** SOURCE EXTRACT **
James Stripe is an associate in law firm Fieldfisher's banking team.
The enforced lockdown during COVID-19 outbreak in the UK has clearly had a monumental impact on the hospitality sector, with the majority of hotels and venues closing their doors in order to comply with the measures.
Other hotels have sought to use the space that they have by offering beds for NHS staff, vulnerable people (specifically the homeless) and in recent weeks there has been talk about certain hotels being turned into 'emergency care homes'.
Hotel closures as a result of lockdown mean that revenue streams from both hotel guests and conference and event hosting have been drastically reduced. From a financing perspective, that will mean hotel owners and operators who have previously sought financing from lenders in connection with this revenue will fall foul of financial covenants set out in the financing documents.
The kind of covenants that are likely to be breached in the current climate are those which test income or cash-flow on a regular basis. Loan to value covenants are also likely to be breached until such time as the market has rebounded.

** DATASET ENTRIES **
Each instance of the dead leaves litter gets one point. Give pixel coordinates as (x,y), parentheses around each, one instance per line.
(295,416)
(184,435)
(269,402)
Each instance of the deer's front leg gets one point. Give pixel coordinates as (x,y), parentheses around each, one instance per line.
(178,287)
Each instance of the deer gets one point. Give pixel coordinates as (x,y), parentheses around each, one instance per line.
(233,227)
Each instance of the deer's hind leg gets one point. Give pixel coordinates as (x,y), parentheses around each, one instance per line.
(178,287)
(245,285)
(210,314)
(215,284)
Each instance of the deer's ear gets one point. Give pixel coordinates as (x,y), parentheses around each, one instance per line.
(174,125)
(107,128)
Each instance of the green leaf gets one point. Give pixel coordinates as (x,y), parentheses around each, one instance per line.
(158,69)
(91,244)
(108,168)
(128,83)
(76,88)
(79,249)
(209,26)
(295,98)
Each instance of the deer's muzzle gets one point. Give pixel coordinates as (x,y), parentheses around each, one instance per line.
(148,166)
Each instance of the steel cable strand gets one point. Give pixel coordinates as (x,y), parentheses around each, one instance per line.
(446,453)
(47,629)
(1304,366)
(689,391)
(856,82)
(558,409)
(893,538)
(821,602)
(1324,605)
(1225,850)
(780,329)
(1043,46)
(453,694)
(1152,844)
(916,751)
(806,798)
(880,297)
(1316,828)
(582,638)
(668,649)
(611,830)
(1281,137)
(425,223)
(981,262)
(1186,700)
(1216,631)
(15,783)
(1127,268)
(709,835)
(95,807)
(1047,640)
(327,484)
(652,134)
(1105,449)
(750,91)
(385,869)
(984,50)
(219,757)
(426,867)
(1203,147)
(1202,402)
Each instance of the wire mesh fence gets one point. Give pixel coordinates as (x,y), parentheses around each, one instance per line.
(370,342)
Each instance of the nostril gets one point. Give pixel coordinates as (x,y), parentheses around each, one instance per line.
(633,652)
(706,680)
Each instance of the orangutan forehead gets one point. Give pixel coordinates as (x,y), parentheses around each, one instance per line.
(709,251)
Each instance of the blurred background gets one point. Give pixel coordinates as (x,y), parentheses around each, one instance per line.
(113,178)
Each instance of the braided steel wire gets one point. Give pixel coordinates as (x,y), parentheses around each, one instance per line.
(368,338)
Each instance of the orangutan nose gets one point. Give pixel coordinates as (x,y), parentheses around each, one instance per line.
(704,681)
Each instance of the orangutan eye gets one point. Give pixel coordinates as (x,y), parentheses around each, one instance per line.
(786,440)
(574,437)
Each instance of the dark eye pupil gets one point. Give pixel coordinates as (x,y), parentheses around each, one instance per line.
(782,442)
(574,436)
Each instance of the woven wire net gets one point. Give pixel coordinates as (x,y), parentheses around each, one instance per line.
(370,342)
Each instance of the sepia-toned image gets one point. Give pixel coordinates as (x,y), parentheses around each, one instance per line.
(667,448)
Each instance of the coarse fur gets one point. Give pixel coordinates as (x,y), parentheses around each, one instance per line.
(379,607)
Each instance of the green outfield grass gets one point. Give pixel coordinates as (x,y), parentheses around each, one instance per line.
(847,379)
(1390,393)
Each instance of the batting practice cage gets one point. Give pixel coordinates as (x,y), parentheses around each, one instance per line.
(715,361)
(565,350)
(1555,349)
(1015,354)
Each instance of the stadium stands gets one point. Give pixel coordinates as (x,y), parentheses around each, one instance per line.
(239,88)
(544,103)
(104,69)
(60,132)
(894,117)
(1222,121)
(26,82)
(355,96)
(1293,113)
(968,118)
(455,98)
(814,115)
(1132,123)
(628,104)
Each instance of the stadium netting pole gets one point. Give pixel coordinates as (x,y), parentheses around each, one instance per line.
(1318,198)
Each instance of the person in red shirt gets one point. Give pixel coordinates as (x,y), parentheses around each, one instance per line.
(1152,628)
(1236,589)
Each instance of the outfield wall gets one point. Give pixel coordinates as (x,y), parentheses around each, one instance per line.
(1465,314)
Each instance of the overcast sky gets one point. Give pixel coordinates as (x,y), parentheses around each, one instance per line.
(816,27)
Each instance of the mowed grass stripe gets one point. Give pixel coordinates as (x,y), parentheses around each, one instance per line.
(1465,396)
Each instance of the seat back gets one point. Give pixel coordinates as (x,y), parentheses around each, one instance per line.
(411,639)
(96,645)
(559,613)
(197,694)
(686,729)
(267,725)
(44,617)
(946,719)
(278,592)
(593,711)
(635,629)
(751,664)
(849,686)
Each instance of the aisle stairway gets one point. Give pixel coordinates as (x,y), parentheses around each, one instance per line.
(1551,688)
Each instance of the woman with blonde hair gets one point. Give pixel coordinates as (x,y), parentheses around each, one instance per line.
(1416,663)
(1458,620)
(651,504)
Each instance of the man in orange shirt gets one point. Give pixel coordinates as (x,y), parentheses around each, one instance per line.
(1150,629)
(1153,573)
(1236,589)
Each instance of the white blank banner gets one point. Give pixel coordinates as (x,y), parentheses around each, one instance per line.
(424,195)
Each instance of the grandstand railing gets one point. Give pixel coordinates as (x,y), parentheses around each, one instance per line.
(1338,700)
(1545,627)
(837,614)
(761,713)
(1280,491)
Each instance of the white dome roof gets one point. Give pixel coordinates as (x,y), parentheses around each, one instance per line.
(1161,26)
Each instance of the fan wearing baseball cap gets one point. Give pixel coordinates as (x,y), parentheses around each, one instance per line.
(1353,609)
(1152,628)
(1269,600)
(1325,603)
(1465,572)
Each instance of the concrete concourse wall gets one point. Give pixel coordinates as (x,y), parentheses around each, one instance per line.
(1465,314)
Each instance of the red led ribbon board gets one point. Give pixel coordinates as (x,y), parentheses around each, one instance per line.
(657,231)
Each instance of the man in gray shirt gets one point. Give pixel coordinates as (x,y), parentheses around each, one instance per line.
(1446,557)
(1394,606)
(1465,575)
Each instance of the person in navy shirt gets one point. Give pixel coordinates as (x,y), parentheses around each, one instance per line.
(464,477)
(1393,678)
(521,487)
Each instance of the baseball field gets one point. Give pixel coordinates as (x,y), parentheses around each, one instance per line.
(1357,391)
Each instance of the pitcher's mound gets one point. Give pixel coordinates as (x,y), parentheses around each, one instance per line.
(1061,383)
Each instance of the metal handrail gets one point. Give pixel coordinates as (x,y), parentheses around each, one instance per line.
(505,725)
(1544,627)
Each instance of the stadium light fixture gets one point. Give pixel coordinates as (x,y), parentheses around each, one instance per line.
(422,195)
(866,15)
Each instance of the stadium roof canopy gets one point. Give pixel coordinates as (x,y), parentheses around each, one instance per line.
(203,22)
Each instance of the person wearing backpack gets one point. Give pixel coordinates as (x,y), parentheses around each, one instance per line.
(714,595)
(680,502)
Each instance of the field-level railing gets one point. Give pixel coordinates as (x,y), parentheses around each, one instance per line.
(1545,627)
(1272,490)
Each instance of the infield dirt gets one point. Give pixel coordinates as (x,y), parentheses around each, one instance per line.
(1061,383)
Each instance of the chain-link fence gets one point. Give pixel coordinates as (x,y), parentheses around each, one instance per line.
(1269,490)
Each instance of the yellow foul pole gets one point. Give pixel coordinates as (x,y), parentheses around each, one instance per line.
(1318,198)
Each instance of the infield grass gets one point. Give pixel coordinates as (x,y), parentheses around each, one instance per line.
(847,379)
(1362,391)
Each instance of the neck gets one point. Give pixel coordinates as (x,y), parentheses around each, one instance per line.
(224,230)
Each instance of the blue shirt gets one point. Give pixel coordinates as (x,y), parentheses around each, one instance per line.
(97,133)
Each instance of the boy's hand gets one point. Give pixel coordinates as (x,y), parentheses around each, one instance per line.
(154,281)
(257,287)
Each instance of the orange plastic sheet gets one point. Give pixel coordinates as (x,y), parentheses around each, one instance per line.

** WHAT YOU WILL DO **
• A. In the article on hotel financing during the COVID-19 lockdown, which covenants are likely to be breached until the market has rebounded?
• B. Repeat word for word the part of the article on hotel financing starting at "The kind of" and ending at "market has rebounded.".
• C. Carry on with the article on hotel financing during the COVID-19 lockdown from after its final sentence.

** RESPONSES PER TASK **
• A. Loan to value covenants.

• B.
The kind of covenants that are likely to be breached in the current climate are those which test income or cash-flow on a regular basis. Loan to value covenants are also likely to be breached until such time as the market has rebounded.

• C.
At the very least, this will require borrowers to 'come to the table' and begin discussions with their lenders about the best route forwards. Different lenders have taken different approaches in relation to COVID-related breaches, certain lenders have provided blanket covenant waivers and others are assessing on a case-by-case basis.
The banks, in particular, are coming under pressure from the government not to default loans where there have been breaches solely as a result of COVID-related measures imposed on venue owners and operators. The best course of action for any borrower is, therefore, to open a dialogue with their lender about what flexibility there is and to establish a solution that will work for both parties.
The prime minister has set out the proposed outline for the easing of the lockdown measures and it is clear that hotels and the hospitality industry will be among the last sections of society to re-open (with 4 July being the best-case scenario for a phased re-opening).
It is likely that even when hotels are able to re-open, social distancing measures will need to be maintained. The implications of this for hotel owners and operators are that hotels (as well as any events or conferences that those hotels may be hosting) are unlikely to be able to operate at the capacity that they would have prior to the outbreak for some time.
This, together with possible changes in behaviour and a likely reluctance from both business and individuals to hold conferences and events (through fear of safety) will mean that the effects of COVID are likely to be long-lasting on the sector.